## start Recorded data

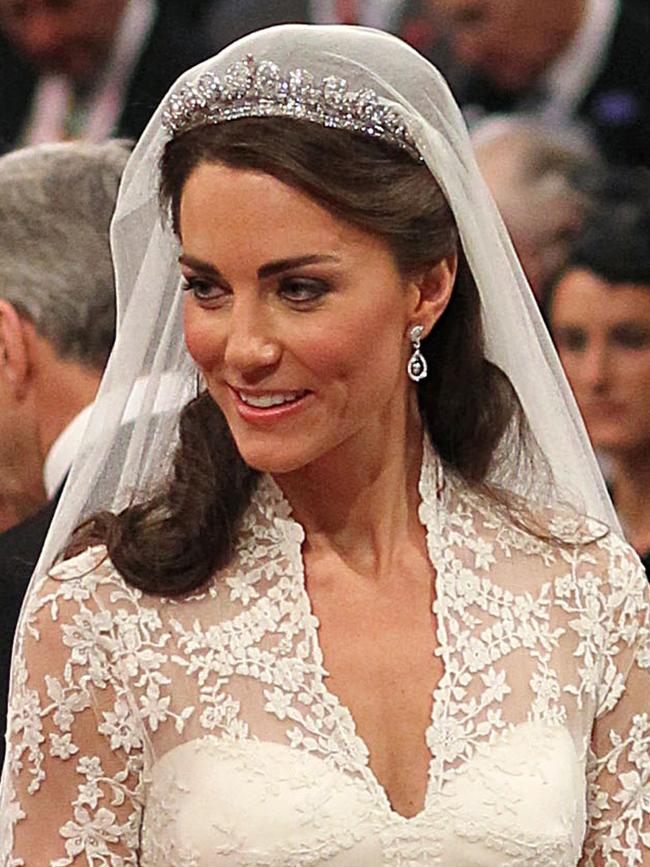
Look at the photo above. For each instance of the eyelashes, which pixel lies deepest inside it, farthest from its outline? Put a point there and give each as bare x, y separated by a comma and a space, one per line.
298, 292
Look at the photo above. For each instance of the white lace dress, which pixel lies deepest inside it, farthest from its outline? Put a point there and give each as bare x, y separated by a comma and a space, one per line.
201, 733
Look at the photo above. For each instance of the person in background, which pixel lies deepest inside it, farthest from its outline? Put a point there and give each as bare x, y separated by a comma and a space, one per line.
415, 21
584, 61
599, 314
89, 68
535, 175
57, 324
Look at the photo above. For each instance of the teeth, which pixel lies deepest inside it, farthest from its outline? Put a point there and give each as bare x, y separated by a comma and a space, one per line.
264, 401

## end Recorded data
## start Recorded data

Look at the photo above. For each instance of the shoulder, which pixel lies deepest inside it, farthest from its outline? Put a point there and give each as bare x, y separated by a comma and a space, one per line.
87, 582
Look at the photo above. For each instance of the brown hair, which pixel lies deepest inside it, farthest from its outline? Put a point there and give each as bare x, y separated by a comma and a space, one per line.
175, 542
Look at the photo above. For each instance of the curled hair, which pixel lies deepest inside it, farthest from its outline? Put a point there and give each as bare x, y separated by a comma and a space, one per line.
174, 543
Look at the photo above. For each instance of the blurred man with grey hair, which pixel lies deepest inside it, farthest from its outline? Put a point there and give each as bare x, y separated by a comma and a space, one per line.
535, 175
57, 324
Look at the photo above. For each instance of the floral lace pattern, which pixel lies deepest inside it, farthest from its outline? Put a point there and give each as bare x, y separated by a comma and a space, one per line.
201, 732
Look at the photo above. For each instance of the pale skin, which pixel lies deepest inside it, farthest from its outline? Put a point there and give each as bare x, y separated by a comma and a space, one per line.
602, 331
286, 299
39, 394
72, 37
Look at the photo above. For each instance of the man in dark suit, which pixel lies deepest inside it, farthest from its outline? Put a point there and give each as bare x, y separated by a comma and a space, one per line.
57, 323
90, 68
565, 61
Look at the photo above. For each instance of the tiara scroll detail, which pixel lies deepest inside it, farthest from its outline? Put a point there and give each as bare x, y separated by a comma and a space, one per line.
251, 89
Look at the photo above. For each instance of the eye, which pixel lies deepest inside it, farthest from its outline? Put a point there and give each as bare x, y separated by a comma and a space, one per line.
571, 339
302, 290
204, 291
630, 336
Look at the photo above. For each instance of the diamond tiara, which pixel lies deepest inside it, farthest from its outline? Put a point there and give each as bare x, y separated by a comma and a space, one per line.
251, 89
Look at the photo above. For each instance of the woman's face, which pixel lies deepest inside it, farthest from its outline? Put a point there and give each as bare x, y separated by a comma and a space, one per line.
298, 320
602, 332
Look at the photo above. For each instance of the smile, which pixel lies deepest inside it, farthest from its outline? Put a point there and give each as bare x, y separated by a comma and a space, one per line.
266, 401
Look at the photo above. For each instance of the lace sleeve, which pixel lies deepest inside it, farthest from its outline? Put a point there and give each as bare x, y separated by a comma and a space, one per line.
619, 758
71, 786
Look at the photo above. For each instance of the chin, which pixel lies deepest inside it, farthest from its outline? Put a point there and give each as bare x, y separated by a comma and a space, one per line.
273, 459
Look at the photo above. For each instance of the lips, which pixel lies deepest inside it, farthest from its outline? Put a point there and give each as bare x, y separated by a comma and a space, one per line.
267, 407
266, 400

## end Recorded data
## start Recorded data

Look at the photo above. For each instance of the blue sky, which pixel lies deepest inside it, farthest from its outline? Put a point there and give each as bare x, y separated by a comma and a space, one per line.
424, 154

## end Recorded data

## [Exercise brief]
Locate every line in the listing above that contains the string "tiara" and copy each of those lines out in full.

## [Output]
Look at the photo above. For each instance of the tiara scroll detail, which pixel lies deepest inside it, farthest from its outline? Put a point there and give each as bare x, y separated by a comma and a space, one per line.
Look at the photo above. For each instance of the diamond tiara, which pixel lies deepest inside it, farthest from its outline? Put a point there and give each as bare x, y separated by a comma and a space, one per line.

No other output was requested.